-- Reading text --
★ ★ ★ ★

[Edu-sig] a Python title I'd like to see.... (idle fantasy)

kirby urner kirby.urner at gmail.com
Sat Dec 24 07:27:19 CET 2011


My idea of good Python lore would be an almost book length discussion,
at least, of the implementation of the "list" data structure.

Go through the C in great detail, using this as an excuse to teach C
in the context of it's supporting a higher language, looking ahead for
your readers, knowing some of them will be heading off into C#, Java
and PyPy implementations, at least.  Or have come from there.

Talk about what testing looks like, when working on Python, and where
can I get the tests, how might I set up shop as a developer (of Python
and other things).

One way is to read / compile / test the source code for Python itself.
 That's a curriculum I've proposed several times and I'm sure many
have thought of besides me:  cut your teeth learning Python and then
descend a level to a system language and begin studying the
implementation of Python in that language.

You'll start to appreciate Python in ways you never have, and you'll
start learning what nitty gritty memory allocation looks like, and
"declarative languages" (not the technical term -- compile-time
checked, type audited, the whole nine yards).

★ ★ ★ ★

-- The records --
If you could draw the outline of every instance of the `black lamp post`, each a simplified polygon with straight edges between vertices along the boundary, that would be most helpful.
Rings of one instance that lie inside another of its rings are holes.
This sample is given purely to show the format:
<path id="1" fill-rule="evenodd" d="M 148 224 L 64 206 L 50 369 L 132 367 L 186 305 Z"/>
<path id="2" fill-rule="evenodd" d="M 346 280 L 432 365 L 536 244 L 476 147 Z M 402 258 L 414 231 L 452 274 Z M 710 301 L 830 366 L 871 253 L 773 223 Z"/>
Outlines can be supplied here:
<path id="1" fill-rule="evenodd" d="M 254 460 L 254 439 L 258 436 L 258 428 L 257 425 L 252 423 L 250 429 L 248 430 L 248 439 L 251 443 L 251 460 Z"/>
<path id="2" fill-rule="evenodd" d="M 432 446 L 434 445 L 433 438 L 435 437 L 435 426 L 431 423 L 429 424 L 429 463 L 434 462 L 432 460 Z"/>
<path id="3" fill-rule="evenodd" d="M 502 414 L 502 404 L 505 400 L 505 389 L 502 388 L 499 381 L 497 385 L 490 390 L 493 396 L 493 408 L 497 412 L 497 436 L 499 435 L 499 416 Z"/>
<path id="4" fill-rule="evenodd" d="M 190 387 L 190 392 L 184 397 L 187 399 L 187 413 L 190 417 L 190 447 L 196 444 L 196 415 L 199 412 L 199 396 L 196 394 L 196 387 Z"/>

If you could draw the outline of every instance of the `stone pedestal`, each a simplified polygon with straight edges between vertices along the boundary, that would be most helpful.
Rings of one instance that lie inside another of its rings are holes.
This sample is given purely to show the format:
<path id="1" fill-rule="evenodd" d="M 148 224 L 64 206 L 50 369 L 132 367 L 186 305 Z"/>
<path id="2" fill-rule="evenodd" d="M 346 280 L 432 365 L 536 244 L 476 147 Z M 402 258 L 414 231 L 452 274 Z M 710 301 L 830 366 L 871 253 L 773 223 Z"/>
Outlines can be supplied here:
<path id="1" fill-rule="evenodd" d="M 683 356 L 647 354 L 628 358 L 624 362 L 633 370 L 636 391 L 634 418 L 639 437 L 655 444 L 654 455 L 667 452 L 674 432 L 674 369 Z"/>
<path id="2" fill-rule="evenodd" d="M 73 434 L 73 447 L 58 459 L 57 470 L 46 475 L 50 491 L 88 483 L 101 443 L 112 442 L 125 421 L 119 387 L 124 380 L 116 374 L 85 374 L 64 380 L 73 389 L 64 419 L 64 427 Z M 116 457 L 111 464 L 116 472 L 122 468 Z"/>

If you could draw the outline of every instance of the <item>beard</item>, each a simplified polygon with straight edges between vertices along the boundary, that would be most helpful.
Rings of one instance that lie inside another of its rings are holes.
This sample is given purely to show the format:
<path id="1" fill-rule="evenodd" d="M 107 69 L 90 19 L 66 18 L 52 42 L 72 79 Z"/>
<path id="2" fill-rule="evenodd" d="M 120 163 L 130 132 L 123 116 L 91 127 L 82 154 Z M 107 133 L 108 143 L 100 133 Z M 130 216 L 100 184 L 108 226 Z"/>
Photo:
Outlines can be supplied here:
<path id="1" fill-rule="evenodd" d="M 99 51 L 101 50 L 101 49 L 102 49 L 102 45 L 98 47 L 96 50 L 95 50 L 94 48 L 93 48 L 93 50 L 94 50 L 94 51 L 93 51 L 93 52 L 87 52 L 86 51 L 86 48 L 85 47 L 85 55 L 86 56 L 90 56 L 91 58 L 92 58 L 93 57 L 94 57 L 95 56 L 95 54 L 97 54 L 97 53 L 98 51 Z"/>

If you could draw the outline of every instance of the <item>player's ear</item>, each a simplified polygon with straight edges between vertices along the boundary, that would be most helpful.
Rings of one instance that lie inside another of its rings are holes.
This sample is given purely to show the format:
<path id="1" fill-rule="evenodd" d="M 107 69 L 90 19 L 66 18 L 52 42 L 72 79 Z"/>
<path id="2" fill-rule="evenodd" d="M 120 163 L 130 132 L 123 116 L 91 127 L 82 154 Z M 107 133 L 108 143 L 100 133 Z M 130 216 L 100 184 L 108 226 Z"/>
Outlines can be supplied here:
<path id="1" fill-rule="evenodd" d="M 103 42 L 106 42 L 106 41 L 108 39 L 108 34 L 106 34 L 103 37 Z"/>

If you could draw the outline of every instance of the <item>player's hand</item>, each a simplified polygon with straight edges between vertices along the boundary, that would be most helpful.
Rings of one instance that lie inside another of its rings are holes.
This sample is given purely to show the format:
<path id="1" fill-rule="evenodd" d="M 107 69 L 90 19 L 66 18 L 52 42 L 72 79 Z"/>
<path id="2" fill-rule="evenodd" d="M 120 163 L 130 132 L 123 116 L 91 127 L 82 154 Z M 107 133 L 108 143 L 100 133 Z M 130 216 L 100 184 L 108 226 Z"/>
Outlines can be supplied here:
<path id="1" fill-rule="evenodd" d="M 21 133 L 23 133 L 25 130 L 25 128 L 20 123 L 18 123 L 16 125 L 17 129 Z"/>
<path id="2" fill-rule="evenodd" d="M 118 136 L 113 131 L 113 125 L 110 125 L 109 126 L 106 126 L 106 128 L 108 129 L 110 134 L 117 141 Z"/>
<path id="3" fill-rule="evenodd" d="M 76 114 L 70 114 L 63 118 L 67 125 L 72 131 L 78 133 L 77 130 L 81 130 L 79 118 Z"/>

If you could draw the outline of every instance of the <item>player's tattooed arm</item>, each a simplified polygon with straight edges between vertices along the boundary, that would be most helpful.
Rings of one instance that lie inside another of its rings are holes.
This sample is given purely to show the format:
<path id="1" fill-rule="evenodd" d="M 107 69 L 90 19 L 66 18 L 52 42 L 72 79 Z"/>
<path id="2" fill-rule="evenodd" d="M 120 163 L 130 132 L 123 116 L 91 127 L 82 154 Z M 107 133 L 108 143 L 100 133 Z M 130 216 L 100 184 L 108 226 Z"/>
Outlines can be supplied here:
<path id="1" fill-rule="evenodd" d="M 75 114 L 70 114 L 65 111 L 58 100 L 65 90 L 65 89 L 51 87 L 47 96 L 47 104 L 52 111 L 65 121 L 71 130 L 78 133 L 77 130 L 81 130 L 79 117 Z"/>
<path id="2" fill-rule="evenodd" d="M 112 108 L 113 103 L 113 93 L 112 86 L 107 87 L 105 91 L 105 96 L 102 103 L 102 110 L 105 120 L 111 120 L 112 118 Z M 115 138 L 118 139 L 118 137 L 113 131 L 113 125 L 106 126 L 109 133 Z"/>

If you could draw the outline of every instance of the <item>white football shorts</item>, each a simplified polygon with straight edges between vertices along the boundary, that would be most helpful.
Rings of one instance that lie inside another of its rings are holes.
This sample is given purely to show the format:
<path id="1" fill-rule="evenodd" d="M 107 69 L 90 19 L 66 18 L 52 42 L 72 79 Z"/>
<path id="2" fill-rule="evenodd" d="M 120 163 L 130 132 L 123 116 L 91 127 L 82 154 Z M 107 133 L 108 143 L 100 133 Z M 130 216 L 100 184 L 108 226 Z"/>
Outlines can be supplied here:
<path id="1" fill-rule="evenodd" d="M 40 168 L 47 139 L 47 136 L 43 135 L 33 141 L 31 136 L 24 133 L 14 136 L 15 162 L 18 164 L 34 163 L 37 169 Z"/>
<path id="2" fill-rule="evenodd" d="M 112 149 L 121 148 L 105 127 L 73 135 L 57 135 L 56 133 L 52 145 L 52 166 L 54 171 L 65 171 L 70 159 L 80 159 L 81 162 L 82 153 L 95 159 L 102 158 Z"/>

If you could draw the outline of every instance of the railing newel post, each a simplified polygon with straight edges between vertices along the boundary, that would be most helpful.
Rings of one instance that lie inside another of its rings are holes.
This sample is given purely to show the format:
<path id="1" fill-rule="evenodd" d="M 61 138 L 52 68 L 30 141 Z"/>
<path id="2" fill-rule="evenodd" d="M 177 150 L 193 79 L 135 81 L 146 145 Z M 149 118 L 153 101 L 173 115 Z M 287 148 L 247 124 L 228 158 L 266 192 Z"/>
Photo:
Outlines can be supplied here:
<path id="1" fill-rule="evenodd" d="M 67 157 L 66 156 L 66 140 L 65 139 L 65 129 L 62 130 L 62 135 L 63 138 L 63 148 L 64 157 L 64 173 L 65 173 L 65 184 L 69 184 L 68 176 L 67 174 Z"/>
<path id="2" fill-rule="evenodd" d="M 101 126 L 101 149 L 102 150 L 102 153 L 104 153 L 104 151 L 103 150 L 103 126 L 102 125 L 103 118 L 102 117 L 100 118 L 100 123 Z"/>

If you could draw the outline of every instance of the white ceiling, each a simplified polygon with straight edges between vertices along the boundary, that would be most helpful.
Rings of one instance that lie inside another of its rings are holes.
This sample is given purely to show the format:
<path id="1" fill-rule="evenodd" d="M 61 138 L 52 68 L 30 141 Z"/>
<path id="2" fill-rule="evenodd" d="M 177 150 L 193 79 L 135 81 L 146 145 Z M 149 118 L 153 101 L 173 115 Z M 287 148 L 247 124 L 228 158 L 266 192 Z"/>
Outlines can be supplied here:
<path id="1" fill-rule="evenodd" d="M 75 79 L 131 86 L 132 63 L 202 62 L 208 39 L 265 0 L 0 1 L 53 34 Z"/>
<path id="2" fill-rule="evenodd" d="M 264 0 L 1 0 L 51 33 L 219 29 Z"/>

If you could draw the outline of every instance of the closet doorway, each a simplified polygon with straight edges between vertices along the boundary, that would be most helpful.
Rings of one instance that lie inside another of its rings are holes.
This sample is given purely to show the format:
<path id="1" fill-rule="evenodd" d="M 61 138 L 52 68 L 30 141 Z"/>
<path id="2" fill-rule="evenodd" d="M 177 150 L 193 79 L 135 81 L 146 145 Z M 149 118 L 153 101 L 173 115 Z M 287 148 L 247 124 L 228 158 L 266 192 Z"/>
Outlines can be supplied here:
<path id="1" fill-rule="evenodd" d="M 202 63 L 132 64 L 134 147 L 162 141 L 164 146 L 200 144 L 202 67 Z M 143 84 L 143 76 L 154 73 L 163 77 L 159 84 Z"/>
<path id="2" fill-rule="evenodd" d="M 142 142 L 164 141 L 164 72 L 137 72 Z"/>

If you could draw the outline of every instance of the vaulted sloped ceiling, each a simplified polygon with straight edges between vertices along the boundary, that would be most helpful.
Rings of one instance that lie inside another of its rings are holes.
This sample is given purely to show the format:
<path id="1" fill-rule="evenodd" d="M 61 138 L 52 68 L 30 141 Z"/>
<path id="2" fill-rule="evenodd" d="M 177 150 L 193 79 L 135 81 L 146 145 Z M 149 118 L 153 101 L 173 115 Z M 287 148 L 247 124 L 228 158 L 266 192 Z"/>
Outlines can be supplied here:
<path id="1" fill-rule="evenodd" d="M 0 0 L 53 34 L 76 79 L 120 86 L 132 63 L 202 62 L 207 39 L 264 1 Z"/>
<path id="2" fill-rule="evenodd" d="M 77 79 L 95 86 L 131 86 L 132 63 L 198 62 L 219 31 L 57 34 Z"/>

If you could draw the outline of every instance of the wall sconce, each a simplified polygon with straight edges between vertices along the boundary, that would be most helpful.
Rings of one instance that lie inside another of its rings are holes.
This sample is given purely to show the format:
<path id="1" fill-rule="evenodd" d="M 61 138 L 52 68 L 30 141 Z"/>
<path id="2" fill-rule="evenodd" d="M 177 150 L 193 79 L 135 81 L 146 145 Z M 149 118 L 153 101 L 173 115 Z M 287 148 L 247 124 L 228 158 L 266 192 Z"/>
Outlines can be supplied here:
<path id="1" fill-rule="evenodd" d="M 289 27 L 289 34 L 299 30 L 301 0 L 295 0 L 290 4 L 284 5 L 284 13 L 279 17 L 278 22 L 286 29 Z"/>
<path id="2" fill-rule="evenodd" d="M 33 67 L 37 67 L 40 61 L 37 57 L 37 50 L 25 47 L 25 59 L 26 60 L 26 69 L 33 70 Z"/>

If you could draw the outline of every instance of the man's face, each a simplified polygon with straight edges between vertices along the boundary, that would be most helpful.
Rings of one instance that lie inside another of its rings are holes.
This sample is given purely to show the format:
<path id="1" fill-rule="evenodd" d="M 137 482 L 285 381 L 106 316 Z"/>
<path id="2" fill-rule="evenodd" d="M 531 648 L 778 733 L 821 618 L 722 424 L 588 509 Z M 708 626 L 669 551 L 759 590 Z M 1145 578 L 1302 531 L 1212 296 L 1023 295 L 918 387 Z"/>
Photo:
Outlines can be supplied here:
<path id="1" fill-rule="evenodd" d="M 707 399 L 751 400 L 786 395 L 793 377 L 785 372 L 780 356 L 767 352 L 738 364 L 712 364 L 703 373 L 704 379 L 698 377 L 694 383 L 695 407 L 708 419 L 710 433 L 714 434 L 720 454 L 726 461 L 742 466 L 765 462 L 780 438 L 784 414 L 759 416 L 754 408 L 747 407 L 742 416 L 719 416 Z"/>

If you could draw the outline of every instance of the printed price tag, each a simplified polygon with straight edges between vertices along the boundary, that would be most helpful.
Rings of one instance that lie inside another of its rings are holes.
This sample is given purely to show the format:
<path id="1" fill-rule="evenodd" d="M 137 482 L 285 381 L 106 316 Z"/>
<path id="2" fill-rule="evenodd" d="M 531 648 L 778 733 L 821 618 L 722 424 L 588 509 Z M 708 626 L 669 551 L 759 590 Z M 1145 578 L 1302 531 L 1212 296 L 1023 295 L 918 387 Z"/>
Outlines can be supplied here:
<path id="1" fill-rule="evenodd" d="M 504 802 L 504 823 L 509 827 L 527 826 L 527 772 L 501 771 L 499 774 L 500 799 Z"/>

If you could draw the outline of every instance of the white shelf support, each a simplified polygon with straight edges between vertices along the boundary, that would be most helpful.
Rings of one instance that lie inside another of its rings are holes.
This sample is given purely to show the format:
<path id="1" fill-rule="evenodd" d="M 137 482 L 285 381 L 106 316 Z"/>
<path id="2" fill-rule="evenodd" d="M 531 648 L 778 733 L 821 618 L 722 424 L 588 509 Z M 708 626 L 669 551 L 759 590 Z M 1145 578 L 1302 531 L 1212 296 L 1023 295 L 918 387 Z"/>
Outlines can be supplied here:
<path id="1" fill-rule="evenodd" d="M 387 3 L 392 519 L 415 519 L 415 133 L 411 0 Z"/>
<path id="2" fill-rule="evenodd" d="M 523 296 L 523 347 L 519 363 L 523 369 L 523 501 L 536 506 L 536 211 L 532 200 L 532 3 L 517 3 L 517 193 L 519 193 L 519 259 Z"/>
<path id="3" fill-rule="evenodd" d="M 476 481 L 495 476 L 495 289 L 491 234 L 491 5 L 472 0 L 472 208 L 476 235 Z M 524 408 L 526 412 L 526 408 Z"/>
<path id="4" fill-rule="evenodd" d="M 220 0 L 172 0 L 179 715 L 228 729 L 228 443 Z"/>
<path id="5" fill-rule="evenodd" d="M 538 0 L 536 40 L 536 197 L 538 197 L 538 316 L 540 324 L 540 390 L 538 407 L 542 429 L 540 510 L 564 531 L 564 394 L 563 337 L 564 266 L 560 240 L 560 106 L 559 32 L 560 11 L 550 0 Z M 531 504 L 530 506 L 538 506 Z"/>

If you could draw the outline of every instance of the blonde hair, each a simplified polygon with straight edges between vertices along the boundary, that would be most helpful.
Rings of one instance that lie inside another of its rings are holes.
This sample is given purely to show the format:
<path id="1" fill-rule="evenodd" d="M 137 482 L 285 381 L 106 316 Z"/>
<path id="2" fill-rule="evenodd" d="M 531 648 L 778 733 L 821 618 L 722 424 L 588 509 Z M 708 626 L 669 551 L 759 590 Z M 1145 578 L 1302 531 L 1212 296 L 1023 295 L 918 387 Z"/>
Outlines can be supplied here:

★ ★ ★ ★

-- Tasks to perform --
(1) Copy out the stretch of the listing from the line containing "of the <item>white" through the line containing "40 168 L 47", character for character.
(2) Pick up the Python mailing-list post after its last sentence and keep writing it.
The Python post and the listing have nothing to do with each other.

-- Answers by task --
(1)
If you could draw the outline of every instance of the <item>white football shorts</item>, each a simplified polygon with straight edges between vertices along the boundary, that would be most helpful.
Rings of one instance that lie inside another of its rings are holes.
This sample is given purely to show the format:
<path id="1" fill-rule="evenodd" d="M 107 69 L 90 19 L 66 18 L 52 42 L 72 79 Z"/>
<path id="2" fill-rule="evenodd" d="M 120 163 L 130 132 L 123 116 L 91 127 L 82 154 Z M 107 133 L 108 143 L 100 133 Z M 130 216 L 100 184 L 108 226 Z"/>
Outlines can be supplied here:
<path id="1" fill-rule="evenodd" d="M 40 168 L 47 139 L 47 136 L 43 135 L 33 141 L 31 136 L 24 133 L 14 136 L 15 162 L 18 164 L 34 163 L 37 169 Z"/>

(2)
The thing is, you want your readers to be optionally following along,
doing their thing at the command line (fire up that gcc), meaning what
was "a book" is now this constellation of artifacts including
different versions of lessons depending on what kind of platform you
have.

Compiling Python on Windows is not only doable, it's highly
successful, but exactly how is it done?  Some readers would avidly
branch into that discussion, while others staying on a Mac (the
original Python was developed on a Lisa).

You've been studying the list type, as a data structure, have delved
into the history, of linked lists, bubble sorts, clever algorithms, a
kinds of class computer science.  Lots of names fly by, opportunities
to tell stories, fill us in.

Obviously it'd take a talented writer, far beyond my ken, to tie this
into LISP and the whole theory of S-expressions and like that, a heavy
dose of formality, somewhere in the middle of the book.

Make the list concept shine, but then come back to earth and have it
be one data structure among many.  Python celebrates diversity,
heterogeneity, cosmopolitan values.  The allure of crystalline purity
is thankfully muted in Pythonia.  We don't need it to be "seamless".

Because Python plays well with others, this is hardly just about
recruiting to Python.

We want to demystify computers more generally and find a
not-dumbed-down dissection of the list type, in terms of C, and even
lower level languages (how does C work), is just what a certain
segment of the public was craving.

A wild bestseller.  New York Times Review of Books is all agush.  "How
to think like a computer scientist on steroids...".

Dunno who could write it.  Might need to have interviews.  Maybe not a
book at all.  Direct to DVD?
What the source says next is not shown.